▸ **Task objective**: Reproduce the items starting at the line containing "Exercise. Mark the white wall" and ending at the line containing "[(435, 98)]", with each "Query" changed to "Label" and nothing else altered. Give only those lines.

▸ **Supplied information**:
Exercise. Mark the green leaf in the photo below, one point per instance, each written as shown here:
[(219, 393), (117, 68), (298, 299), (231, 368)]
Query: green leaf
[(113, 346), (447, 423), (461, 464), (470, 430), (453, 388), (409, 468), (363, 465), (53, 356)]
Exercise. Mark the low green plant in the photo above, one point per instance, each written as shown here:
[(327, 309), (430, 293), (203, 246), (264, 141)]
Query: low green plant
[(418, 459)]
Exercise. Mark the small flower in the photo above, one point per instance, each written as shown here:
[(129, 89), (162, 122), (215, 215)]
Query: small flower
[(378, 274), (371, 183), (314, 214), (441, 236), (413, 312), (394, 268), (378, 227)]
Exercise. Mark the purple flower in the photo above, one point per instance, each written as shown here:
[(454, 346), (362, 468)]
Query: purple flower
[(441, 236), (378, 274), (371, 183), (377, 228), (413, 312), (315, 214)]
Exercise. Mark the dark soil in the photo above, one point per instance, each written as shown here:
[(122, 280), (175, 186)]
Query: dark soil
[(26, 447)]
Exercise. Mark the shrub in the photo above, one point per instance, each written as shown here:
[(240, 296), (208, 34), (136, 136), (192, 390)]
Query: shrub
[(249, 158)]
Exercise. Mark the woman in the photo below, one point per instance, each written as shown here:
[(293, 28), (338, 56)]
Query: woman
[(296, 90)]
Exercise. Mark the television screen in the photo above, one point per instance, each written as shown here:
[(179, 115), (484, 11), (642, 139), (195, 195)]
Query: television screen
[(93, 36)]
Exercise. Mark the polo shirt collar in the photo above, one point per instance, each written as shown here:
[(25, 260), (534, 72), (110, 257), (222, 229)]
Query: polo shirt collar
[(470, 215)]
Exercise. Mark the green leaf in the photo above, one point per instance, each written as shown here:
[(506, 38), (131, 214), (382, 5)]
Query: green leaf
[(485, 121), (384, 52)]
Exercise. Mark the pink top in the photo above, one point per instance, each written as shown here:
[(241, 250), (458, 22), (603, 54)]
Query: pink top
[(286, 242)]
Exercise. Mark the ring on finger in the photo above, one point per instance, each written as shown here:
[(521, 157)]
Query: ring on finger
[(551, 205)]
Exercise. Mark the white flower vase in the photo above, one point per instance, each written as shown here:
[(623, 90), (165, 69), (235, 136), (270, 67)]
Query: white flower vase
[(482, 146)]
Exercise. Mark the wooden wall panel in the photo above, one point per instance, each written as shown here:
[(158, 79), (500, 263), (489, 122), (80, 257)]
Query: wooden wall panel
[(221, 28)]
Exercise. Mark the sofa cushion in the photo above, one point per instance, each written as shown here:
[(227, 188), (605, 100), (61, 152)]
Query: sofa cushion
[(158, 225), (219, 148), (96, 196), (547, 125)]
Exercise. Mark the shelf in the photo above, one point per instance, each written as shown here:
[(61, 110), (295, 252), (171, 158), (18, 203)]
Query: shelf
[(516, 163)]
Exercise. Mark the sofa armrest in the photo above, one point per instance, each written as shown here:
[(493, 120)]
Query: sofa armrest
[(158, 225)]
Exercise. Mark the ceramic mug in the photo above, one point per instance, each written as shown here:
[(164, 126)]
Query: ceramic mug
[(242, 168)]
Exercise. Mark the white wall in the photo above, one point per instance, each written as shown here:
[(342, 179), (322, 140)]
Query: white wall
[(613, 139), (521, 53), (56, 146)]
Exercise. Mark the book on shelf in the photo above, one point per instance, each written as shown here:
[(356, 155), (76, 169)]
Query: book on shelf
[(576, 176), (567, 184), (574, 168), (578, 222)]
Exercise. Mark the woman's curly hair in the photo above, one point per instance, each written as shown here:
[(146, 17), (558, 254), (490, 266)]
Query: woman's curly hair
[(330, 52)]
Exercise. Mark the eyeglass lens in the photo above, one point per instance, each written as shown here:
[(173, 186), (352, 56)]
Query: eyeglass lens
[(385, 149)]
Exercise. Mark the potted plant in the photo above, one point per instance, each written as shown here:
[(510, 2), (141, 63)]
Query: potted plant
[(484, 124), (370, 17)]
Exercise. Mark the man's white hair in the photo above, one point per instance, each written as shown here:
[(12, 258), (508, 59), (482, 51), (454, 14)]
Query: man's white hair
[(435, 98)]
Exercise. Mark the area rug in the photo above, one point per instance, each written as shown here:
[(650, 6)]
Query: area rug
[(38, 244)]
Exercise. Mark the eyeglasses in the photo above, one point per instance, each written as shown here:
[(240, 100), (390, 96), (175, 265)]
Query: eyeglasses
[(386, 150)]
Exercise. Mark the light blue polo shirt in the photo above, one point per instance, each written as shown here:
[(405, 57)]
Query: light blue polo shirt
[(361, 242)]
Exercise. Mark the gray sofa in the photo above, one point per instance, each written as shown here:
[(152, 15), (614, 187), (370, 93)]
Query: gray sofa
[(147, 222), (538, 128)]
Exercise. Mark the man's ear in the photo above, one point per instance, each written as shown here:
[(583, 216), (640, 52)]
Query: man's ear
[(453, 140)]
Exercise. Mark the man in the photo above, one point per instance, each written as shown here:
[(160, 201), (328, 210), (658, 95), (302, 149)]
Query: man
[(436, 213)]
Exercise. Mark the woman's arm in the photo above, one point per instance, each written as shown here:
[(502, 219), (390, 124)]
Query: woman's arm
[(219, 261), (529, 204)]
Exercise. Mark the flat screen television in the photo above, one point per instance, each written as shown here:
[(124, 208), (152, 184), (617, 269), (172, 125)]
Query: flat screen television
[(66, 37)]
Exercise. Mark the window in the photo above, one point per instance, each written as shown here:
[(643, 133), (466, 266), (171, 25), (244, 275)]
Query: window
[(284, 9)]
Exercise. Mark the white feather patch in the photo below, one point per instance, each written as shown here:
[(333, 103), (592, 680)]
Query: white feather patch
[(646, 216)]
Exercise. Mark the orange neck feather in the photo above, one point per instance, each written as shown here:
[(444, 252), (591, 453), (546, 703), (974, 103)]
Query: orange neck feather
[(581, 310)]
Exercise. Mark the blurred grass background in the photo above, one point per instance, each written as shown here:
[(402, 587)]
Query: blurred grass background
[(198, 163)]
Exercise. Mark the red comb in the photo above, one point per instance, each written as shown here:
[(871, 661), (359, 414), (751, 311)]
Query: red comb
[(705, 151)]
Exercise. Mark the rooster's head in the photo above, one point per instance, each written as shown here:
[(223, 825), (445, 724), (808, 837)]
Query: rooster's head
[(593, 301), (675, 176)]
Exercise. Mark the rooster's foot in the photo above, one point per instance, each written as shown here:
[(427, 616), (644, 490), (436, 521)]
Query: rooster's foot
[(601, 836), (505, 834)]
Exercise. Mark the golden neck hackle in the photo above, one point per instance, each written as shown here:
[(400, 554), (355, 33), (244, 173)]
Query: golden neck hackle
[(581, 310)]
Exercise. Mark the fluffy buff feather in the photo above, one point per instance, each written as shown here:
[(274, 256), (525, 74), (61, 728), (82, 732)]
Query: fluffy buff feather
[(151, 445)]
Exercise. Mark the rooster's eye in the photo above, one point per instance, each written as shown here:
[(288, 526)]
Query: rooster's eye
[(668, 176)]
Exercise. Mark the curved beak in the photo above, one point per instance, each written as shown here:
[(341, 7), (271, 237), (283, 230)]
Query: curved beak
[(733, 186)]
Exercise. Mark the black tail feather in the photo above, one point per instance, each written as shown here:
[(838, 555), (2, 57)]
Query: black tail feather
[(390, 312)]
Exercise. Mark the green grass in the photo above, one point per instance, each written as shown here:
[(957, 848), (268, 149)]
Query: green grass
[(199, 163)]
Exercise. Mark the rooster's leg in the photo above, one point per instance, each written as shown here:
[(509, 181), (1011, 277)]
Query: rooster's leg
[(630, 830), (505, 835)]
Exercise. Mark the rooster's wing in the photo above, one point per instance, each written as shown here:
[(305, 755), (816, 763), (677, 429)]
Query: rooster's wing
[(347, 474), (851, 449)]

▸ **Solution below**:
Exercise. Mark the white wall in the photo above, one point per instance, each written as shown here:
[(342, 179), (322, 140)]
Label: white wall
[(613, 139), (521, 53), (56, 146)]
Exercise. Mark the book on shelf in the photo above, one point per instance, each written as shown here:
[(356, 155), (76, 169)]
Label: book on shelf
[(576, 176), (567, 184), (574, 168), (578, 222)]
Exercise. Mark the woman's curly hair in the photo above, one point per instance, each written as shown here:
[(146, 17), (558, 254), (490, 266)]
Label: woman's curly hair
[(330, 52)]
Exercise. Mark the eyeglass lens in the photo above, one point per instance, each written as shown here:
[(173, 186), (352, 56)]
Label: eyeglass lens
[(385, 149)]
Exercise. Mark the potted plant in the photo above, one point per instance, each written as shown here:
[(510, 2), (141, 63)]
Label: potted plant
[(484, 124), (370, 17)]
Exercise. Mark the man's white hair in the photo above, one point per instance, each written as shown here:
[(12, 258), (508, 59), (482, 51), (454, 14)]
Label: man's white hair
[(435, 98)]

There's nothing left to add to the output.